>>>>>

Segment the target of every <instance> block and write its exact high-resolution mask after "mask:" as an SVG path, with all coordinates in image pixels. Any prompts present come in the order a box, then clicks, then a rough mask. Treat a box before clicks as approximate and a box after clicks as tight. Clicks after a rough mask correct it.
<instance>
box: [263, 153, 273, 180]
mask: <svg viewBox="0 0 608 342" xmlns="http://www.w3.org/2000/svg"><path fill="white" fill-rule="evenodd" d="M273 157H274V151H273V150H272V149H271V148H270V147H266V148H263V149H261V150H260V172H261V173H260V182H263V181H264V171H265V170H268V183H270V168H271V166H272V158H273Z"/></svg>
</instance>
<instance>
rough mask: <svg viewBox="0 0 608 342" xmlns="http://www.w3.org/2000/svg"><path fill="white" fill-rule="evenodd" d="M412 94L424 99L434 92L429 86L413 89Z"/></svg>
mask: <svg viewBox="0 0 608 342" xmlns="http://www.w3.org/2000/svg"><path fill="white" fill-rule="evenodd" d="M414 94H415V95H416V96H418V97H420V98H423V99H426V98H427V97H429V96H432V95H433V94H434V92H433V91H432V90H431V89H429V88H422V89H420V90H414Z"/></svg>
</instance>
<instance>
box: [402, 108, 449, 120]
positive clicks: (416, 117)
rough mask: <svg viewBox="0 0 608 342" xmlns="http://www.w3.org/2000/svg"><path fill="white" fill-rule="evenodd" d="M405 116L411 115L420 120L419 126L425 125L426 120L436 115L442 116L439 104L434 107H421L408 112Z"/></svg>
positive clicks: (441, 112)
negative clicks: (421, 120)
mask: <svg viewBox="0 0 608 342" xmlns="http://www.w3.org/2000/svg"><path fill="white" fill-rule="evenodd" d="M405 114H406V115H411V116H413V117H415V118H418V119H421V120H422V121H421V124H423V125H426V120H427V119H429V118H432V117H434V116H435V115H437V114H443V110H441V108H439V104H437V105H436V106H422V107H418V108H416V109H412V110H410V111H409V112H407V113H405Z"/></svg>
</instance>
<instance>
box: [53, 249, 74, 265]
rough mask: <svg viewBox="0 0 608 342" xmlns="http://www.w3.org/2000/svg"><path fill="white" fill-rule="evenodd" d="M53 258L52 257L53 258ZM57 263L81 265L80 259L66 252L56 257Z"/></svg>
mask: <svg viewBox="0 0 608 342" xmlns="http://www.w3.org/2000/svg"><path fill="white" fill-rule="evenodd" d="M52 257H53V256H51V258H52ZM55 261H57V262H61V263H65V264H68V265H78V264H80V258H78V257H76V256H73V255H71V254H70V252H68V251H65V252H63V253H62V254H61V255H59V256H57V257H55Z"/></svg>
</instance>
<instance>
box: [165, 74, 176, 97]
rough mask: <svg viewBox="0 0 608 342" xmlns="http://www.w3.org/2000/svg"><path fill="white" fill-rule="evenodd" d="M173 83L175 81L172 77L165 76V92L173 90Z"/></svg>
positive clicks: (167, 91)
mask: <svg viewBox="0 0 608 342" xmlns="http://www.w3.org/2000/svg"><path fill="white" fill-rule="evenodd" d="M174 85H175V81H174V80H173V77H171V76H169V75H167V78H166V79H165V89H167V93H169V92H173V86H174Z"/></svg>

<<<<<

- TASK -
Each line of the listing is to be repeated exactly.

- EXERCISE RESULT -
Segment the target of every <instance> block and write its exact high-resolution mask after "mask:" as an SVG path, with all coordinates in image pixels. Any prompts present come in the order a box, then clicks, then a rough mask. Treat a box before clicks as approximate and a box after clicks as tight. Clicks after a rough mask correct it.
<instance>
box: [263, 153, 273, 180]
mask: <svg viewBox="0 0 608 342" xmlns="http://www.w3.org/2000/svg"><path fill="white" fill-rule="evenodd" d="M273 157H274V151H273V150H272V149H271V148H270V147H266V148H263V149H261V150H260V172H261V173H260V182H263V181H264V171H265V170H268V183H270V168H271V166H272V158H273Z"/></svg>
</instance>
<instance>
rough mask: <svg viewBox="0 0 608 342" xmlns="http://www.w3.org/2000/svg"><path fill="white" fill-rule="evenodd" d="M412 94L424 99L434 92L429 86L413 89Z"/></svg>
mask: <svg viewBox="0 0 608 342" xmlns="http://www.w3.org/2000/svg"><path fill="white" fill-rule="evenodd" d="M414 94H415V95H416V96H418V97H420V98H423V99H426V98H427V97H429V96H432V95H433V94H434V92H433V91H432V90H431V89H429V88H422V89H420V90H414Z"/></svg>
</instance>
<instance>
box: [402, 108, 449, 120]
positive clicks: (416, 117)
rough mask: <svg viewBox="0 0 608 342" xmlns="http://www.w3.org/2000/svg"><path fill="white" fill-rule="evenodd" d="M405 116L411 115L420 120L419 126L425 125L426 120L436 115L442 116L439 104L434 107H421L408 112Z"/></svg>
positive clicks: (441, 112)
negative clicks: (421, 120)
mask: <svg viewBox="0 0 608 342" xmlns="http://www.w3.org/2000/svg"><path fill="white" fill-rule="evenodd" d="M405 114H406V115H411V116H413V117H415V118H418V119H421V120H422V121H421V124H423V125H426V120H427V119H429V118H432V117H434V116H435V115H437V114H443V110H441V108H439V104H437V105H436V106H422V107H418V108H416V109H412V110H410V111H409V112H407V113H405Z"/></svg>
</instance>
<instance>
box: [53, 249, 74, 265]
rough mask: <svg viewBox="0 0 608 342" xmlns="http://www.w3.org/2000/svg"><path fill="white" fill-rule="evenodd" d="M53 258L52 257L53 258ZM57 263L81 265L80 259L66 252L56 257Z"/></svg>
mask: <svg viewBox="0 0 608 342" xmlns="http://www.w3.org/2000/svg"><path fill="white" fill-rule="evenodd" d="M52 257H53V256H51V258H52ZM55 261H57V262H61V263H65V264H68V265H78V264H80V258H78V257H76V256H73V255H71V254H70V252H68V251H65V252H63V253H62V254H61V255H59V256H57V257H55Z"/></svg>
</instance>
<instance>
box: [165, 74, 176, 97]
rough mask: <svg viewBox="0 0 608 342" xmlns="http://www.w3.org/2000/svg"><path fill="white" fill-rule="evenodd" d="M173 83L175 81L172 77L165 76V92L173 90Z"/></svg>
positive clicks: (167, 91)
mask: <svg viewBox="0 0 608 342" xmlns="http://www.w3.org/2000/svg"><path fill="white" fill-rule="evenodd" d="M174 85H175V81H174V80H173V77H171V76H169V75H167V78H166V79H165V89H167V93H169V92H173V86H174Z"/></svg>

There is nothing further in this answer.